═════ Records ═════

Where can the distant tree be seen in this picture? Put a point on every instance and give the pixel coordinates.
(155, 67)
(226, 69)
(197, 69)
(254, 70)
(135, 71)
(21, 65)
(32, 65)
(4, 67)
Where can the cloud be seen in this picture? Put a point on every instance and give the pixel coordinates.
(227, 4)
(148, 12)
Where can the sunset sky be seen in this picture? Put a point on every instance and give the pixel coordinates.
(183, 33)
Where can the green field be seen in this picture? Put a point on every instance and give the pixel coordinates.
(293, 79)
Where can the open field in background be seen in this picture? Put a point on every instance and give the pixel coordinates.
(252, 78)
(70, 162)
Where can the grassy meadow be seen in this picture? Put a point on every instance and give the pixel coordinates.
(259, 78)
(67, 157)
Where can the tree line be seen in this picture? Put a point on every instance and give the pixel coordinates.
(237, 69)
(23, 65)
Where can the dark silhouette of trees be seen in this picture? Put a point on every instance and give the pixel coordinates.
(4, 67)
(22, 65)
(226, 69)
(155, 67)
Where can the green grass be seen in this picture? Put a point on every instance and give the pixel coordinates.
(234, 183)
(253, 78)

═════
═════ Records ═════

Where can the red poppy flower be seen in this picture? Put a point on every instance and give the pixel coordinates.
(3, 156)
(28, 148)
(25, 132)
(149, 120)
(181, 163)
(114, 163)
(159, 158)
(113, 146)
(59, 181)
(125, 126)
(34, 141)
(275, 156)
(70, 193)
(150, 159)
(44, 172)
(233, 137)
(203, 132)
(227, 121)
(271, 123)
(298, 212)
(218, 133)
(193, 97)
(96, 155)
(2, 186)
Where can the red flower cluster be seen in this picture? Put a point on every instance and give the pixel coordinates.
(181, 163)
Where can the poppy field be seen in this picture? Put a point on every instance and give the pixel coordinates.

═════

[Task directions] Count the lines in the entries above that contain the string "flower", treating uppercase and lowercase as different. Give only the number.

[Reply] 2